■ **Görev listesi**
a – Anadolu yürüyüşüne dair metne göre şu soruları yanıtlayın:
(i) Güney Ege Kervanı hangi gün, nereden ve neyle harekete geçti?
(ii) İç Anadolu Kervanı hangi tarihte, nereden hareket etti?
(iii) Doğu Akdeniz Kervanı nerede engellendi?
b – Aşağıdaki kayıtların tüm satırlarını hiç değiştirmeden yazıya geçirin. Resimleri yanıta koymayın.
======== Kaynaktan alıntı
Kaynak: Doğa İçin Büyük Anadolu Yürüyüşü 12. Gününde

Çağrıyla birlikte kervanlardan ilk olarak Doğu Karadeniz Kervanı yola çıkmış, hemen ardından 9 Nisan Cumartesi günü Yuvarlakçay’dan at arabaları ile Güney Ege Kervanı harekete geçmişti. 10 Nisan Pazar Hasankeyf’ten yola çıkan Mezopotamya Kervanı, 12 Nisan’da Antalya’dan yola çıkan Batı Akdeniz Kervanı’nın peşi sıra Marmaris, Akçaova, Datça, Bodrum ve Yuvarlakçay’dan katılan yürüyüşçüler 16 Nisan’da Muğla’da Sınırsızlık meydanında birleşmiş ve Ankara’ya doğru ilerlemeye başlamışlardı. 16 Nisan’da Antakya’dan hareket eden Doğu Akdeniz Kervanı’nı 17 Nisan’da İzmir Bornova Meydanı’ndan yola çıkan Ege Kervanı izlemiş, Trakya Kervanının 24 Nisan’da Enez’den yola çıkması ve 2 Mayıs’ta İstanbul’dan geçmesi planlanmış, İç Anadolu Kervanı 5 Mayıs’ta, Avanos’tan hareket etmişti. Kervanların hareketi elbette bir çok engelle karşılaştı. Doğu Akdeniz Kervanı Mersin’in Gülnar beldesinde engellenmiş, ardından bir araya gelen kervanlar 21 Mayıs günü Ankara’ya doğru hareket ederken Gölbaşı İlçes’nde önü polis tarafından kesilmişti.
================
======== Gösterilen malzeme
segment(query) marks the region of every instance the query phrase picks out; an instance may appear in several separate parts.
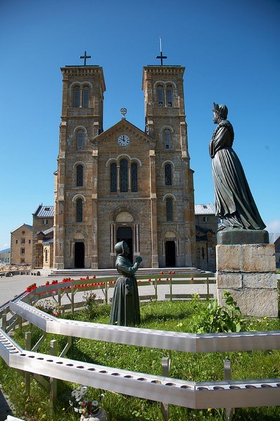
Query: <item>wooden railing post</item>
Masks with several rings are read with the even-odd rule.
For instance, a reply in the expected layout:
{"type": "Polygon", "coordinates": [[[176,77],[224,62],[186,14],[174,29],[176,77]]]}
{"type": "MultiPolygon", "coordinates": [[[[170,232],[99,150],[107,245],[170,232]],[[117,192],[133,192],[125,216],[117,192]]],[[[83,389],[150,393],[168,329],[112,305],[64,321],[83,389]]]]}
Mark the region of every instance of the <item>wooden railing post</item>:
{"type": "MultiPolygon", "coordinates": [[[[50,341],[50,355],[56,356],[57,355],[57,341],[52,340],[50,341]]],[[[52,417],[54,408],[57,402],[57,380],[54,377],[50,377],[50,413],[52,417]]]]}
{"type": "MultiPolygon", "coordinates": [[[[232,368],[230,361],[229,359],[223,360],[223,378],[225,380],[230,380],[232,378],[232,368]]],[[[225,408],[225,419],[227,421],[231,421],[232,415],[234,413],[234,408],[225,408]]]]}
{"type": "MultiPolygon", "coordinates": [[[[31,350],[31,332],[25,332],[25,349],[31,350]]],[[[30,373],[24,371],[25,392],[30,395],[30,373]]]]}
{"type": "MultiPolygon", "coordinates": [[[[162,375],[169,377],[170,370],[170,359],[167,356],[164,356],[162,359],[162,375]]],[[[160,409],[163,415],[164,421],[169,420],[169,404],[160,403],[160,409]]]]}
================
■ **Yanıtlar**
a –
(i) 9 Nisan Cumartesi günü, Yuvarlakçay'dan, at arabalarıyla.
(ii) 5 Mayıs'ta, Avanos'tan.
(iii) Mersin'in Gülnar beldesinde.

b –
segment(query) marks the region of every instance the query phrase picks out; an instance may appear in several separate parts.
Query: <item>wooden railing post</item>
Masks with several rings are read with the even-odd rule.
For instance, a reply in the expected layout:
{"type": "Polygon", "coordinates": [[[176,77],[224,62],[186,14],[174,29],[176,77]]]}
{"type": "MultiPolygon", "coordinates": [[[[170,232],[99,150],[107,245],[170,232]],[[117,192],[133,192],[125,216],[117,192]]],[[[83,389],[150,393],[168,329],[112,305],[64,321],[83,389]]]]}
Mark the region of every instance of the <item>wooden railing post</item>:
{"type": "MultiPolygon", "coordinates": [[[[50,341],[50,355],[56,356],[57,355],[57,341],[52,340],[50,341]]],[[[52,417],[54,408],[57,402],[57,380],[54,377],[50,377],[50,413],[52,417]]]]}
{"type": "MultiPolygon", "coordinates": [[[[232,368],[230,361],[229,359],[223,360],[223,378],[225,380],[230,380],[232,378],[232,368]]],[[[225,408],[225,419],[227,421],[231,421],[232,415],[234,413],[234,408],[225,408]]]]}
{"type": "MultiPolygon", "coordinates": [[[[31,350],[31,332],[25,332],[25,349],[31,350]]],[[[30,373],[24,371],[25,392],[30,395],[30,373]]]]}
{"type": "MultiPolygon", "coordinates": [[[[162,375],[169,377],[170,370],[170,359],[167,356],[164,356],[162,359],[162,375]]],[[[160,409],[163,415],[164,421],[169,420],[169,404],[160,403],[160,409]]]]}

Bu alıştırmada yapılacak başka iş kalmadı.